Establish DRBD Replication

Prerequisites:

  • Block devices of equal capacity (hard disks, partitions, or logical volumes) are prepared on both nodes.

  • If using disks or disk partitions (e.g., /dev/sdd), obtain the stable identifier from /dev/disk/by-id/ using the udevadm info command, as disk names may change after system restarts.

    udevadm info /dev/sdd
    ...
    E: DEVLINKS= .../dev/disk/by-id/scsi-36f80f41ffaf5a00028e0acde21f326ff
    E: TAGS=:systemd:
    

Steps:

  1. Install DRBD software on both nodes:

    Note

    When prompted, select "No configuration" for the configuration type.

    apt install drbd-utils 
    
  2. Configure DRBD parameters on both nodes:

    1. Navigate to the DRBD configuration directory:

      cd /etc/drbd.d
      
    2. Edit the global_common.conf file to define DRBD's global and default parameters.

      Example:

      # DRBD is the result of over a decade of development by LINBIT.

> **Given problem A**: In the DRBD setup text, rewrite the passage that begins at the words "apt install drbd-utils" and ends after "development by LINBIT.", putting "Modify" in place of "Edit".
> **Given problem B**: Which kinds of block devices do the prerequisites in the DRBD setup text name?

(Items in a dataset)
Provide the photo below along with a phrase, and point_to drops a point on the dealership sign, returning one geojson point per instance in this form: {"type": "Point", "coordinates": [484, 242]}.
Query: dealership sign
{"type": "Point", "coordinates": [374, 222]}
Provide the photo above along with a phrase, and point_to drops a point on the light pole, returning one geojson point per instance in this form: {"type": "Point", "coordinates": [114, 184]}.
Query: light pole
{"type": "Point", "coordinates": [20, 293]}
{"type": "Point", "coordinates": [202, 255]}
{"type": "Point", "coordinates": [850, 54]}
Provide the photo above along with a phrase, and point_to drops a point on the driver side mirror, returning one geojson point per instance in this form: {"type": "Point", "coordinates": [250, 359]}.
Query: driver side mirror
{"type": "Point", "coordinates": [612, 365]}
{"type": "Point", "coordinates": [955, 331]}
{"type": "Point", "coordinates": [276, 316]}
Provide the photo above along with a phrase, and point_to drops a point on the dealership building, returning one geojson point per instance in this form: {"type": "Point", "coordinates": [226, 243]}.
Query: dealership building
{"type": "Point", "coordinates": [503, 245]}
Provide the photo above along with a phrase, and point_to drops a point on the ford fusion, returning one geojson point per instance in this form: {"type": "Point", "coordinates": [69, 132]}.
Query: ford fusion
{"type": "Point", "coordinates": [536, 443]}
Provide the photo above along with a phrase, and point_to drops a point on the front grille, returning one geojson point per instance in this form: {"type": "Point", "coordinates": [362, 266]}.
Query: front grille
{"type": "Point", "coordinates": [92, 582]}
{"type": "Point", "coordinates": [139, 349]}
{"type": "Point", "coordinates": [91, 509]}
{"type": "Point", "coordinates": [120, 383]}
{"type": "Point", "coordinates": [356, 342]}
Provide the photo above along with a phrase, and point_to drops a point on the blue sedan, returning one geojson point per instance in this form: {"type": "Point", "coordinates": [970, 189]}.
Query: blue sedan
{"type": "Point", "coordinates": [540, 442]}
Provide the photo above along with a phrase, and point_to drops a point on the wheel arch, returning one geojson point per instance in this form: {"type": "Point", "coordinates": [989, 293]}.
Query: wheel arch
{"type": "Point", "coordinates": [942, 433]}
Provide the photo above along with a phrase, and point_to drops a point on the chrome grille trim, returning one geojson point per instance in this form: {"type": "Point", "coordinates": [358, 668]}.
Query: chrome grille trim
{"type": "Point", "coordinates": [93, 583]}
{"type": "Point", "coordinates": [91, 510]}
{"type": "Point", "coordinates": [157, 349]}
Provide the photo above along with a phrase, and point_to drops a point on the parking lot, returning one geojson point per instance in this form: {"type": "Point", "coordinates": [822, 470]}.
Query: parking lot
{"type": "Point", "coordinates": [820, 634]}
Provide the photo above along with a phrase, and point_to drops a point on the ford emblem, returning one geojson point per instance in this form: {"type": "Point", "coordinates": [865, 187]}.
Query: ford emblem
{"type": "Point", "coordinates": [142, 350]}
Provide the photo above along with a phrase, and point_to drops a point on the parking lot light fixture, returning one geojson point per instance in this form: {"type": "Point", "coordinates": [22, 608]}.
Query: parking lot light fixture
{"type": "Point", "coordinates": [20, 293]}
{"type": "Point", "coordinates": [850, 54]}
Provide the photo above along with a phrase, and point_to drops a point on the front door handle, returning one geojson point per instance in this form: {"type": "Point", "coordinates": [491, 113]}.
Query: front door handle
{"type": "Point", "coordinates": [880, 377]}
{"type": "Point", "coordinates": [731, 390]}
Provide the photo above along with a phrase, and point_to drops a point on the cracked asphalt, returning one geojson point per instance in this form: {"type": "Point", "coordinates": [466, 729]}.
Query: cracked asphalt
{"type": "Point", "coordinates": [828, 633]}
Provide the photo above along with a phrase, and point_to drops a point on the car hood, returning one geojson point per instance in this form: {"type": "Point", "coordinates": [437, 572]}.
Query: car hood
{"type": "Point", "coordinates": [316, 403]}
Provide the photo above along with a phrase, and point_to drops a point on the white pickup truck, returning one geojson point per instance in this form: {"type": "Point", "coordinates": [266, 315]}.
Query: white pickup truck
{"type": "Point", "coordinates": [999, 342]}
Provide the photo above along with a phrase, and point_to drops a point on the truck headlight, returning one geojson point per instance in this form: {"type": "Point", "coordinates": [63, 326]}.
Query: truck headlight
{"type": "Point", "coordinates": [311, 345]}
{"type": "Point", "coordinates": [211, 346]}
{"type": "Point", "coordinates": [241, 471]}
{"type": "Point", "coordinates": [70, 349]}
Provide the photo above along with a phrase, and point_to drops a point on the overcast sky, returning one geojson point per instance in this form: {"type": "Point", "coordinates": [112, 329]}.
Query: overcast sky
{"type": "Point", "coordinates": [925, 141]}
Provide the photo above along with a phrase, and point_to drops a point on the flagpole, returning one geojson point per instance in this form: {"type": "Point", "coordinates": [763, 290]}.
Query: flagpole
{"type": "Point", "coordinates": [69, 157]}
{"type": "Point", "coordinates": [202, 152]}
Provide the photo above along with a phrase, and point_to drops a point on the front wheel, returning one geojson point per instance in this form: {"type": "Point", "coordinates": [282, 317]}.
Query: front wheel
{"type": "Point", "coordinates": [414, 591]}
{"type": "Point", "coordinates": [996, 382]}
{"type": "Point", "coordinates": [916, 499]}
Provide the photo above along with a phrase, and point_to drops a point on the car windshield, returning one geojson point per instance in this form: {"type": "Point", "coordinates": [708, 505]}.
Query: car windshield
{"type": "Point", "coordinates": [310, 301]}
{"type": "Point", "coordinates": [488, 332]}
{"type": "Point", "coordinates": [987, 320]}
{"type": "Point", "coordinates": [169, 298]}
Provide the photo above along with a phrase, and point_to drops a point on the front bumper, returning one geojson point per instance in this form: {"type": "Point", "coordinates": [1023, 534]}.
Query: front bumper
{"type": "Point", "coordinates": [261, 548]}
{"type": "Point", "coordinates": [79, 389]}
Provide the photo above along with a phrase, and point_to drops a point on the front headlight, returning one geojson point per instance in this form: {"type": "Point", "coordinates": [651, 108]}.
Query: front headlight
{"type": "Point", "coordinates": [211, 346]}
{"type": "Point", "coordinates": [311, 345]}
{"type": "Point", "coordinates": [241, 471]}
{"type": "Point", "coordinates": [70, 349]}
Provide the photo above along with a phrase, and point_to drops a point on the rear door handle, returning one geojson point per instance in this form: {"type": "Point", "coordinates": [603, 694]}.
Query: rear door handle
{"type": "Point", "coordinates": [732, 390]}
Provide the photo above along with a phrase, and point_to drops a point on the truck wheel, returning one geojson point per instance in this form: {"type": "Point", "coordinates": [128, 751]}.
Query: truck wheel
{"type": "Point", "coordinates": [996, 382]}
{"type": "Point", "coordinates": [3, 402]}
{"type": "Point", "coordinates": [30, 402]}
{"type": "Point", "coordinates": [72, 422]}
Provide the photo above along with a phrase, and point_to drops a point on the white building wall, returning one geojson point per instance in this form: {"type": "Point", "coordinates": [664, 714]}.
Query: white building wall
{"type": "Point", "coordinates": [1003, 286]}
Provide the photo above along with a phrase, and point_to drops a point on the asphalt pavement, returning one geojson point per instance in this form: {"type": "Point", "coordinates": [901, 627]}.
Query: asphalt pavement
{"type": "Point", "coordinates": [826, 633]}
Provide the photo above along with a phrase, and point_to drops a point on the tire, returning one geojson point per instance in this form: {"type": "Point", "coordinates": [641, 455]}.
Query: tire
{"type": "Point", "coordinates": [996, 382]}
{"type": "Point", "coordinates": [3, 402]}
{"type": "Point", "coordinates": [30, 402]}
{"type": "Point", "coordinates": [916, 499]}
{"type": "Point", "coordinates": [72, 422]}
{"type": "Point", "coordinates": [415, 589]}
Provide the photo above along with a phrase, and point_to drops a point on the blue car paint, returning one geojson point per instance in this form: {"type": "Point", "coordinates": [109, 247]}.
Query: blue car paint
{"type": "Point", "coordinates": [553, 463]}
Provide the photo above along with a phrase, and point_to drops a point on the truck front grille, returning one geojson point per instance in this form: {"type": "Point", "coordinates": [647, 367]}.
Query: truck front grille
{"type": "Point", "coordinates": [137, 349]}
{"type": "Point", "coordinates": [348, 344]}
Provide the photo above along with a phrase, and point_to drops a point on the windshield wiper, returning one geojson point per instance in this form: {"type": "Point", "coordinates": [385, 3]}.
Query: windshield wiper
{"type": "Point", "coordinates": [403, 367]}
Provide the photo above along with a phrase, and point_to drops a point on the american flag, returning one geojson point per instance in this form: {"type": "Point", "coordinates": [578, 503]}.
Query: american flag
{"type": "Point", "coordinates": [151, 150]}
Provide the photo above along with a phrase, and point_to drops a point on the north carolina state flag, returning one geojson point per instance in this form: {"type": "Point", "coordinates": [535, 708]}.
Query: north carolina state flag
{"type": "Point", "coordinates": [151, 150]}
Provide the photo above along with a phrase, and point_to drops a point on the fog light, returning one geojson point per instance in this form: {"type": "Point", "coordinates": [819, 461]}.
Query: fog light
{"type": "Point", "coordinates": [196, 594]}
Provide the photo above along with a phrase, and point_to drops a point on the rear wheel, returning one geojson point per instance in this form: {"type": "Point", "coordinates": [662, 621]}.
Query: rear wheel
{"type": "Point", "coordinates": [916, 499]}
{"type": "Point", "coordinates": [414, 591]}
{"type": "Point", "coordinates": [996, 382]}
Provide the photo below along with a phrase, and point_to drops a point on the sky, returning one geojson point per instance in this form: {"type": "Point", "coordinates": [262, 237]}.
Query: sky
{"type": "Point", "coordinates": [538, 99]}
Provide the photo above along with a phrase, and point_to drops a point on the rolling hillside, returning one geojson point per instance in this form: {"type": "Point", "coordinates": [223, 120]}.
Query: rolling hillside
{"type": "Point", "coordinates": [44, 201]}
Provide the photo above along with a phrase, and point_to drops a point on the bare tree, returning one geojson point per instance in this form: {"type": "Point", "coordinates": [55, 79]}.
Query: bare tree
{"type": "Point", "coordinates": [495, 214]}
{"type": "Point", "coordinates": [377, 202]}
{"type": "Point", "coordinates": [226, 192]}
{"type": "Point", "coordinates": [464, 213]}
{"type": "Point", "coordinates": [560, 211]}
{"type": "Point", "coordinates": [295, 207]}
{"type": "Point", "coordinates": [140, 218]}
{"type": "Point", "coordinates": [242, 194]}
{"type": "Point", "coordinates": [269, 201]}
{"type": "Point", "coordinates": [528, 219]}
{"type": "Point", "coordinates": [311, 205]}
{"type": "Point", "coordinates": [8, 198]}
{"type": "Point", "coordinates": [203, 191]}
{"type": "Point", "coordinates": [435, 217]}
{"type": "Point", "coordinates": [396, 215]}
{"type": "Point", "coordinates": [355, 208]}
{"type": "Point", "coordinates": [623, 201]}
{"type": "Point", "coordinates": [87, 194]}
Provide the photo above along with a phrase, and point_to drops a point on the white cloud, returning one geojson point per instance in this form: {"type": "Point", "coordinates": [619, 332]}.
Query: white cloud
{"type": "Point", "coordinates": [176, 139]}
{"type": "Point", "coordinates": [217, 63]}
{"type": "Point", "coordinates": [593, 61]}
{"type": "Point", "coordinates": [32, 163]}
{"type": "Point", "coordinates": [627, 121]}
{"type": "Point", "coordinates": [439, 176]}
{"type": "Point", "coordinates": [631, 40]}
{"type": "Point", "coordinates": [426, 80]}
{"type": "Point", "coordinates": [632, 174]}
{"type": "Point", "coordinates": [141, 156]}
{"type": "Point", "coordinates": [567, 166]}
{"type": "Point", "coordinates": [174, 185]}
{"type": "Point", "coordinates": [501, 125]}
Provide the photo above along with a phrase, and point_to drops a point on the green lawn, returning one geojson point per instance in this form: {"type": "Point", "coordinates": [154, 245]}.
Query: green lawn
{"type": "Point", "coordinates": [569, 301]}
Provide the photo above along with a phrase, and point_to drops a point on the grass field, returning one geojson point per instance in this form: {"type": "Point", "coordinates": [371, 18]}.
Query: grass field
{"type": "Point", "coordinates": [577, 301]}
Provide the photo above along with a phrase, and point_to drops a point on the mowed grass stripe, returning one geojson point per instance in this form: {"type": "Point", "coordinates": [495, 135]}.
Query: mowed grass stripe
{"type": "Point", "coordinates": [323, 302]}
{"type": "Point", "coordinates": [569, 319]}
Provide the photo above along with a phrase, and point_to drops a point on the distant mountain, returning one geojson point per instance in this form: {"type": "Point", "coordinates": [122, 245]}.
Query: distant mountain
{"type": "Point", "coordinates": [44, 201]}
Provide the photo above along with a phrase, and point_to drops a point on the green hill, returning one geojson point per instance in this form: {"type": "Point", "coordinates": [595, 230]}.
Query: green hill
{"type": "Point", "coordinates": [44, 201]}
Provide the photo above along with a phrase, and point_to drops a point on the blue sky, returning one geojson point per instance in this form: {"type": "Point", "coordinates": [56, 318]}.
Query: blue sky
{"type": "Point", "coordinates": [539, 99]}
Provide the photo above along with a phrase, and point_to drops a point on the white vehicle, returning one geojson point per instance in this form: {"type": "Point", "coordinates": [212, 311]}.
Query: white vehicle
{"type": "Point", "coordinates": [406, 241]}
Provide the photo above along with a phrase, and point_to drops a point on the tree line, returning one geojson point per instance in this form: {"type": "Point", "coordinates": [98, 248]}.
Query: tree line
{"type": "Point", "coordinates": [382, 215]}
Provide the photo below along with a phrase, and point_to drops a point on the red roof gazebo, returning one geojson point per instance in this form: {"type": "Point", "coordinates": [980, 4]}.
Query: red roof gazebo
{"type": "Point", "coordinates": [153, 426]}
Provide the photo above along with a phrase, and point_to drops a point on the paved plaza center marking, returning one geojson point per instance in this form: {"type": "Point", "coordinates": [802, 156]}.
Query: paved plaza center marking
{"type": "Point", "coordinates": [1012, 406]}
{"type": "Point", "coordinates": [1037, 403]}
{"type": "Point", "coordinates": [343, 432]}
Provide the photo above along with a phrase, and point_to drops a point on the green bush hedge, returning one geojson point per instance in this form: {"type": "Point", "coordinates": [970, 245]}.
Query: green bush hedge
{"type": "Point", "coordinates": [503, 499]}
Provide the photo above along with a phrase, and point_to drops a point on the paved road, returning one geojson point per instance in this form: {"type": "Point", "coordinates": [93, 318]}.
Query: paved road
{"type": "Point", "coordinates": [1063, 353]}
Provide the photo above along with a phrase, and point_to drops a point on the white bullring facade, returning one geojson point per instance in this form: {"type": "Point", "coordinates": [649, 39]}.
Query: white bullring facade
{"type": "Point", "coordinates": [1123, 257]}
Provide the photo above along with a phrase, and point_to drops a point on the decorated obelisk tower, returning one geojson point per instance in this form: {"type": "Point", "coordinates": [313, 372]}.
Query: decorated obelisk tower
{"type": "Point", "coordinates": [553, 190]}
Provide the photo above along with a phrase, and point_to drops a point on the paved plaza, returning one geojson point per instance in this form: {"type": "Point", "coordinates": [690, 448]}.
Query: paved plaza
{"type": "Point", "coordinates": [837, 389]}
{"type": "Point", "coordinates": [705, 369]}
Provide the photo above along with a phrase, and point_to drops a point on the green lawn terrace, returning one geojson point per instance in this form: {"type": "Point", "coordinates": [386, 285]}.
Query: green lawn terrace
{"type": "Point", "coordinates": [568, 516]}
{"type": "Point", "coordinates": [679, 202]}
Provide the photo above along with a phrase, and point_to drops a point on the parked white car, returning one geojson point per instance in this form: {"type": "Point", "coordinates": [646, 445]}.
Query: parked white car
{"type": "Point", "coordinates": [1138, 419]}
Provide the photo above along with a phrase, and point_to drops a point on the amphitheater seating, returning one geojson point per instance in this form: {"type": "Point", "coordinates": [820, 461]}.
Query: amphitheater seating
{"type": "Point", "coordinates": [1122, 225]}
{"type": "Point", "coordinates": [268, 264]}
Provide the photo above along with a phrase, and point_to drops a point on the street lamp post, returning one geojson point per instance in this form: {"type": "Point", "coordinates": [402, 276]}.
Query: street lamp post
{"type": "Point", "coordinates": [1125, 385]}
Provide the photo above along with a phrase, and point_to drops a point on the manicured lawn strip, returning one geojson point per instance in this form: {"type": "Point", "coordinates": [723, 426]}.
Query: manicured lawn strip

> **Worked answer A**:
apt install drbd-utils 
    
  2. Configure DRBD parameters on both nodes:

    1. Navigate to the DRBD configuration directory:

      cd /etc/drbd.d
      
    2. Modify the global_common.conf file to define DRBD's global and default parameters.

      Example:

      # DRBD is the result of over a decade of development by LINBIT.

> **Worked answer B**: Hard disks, partitions, and logical volumes.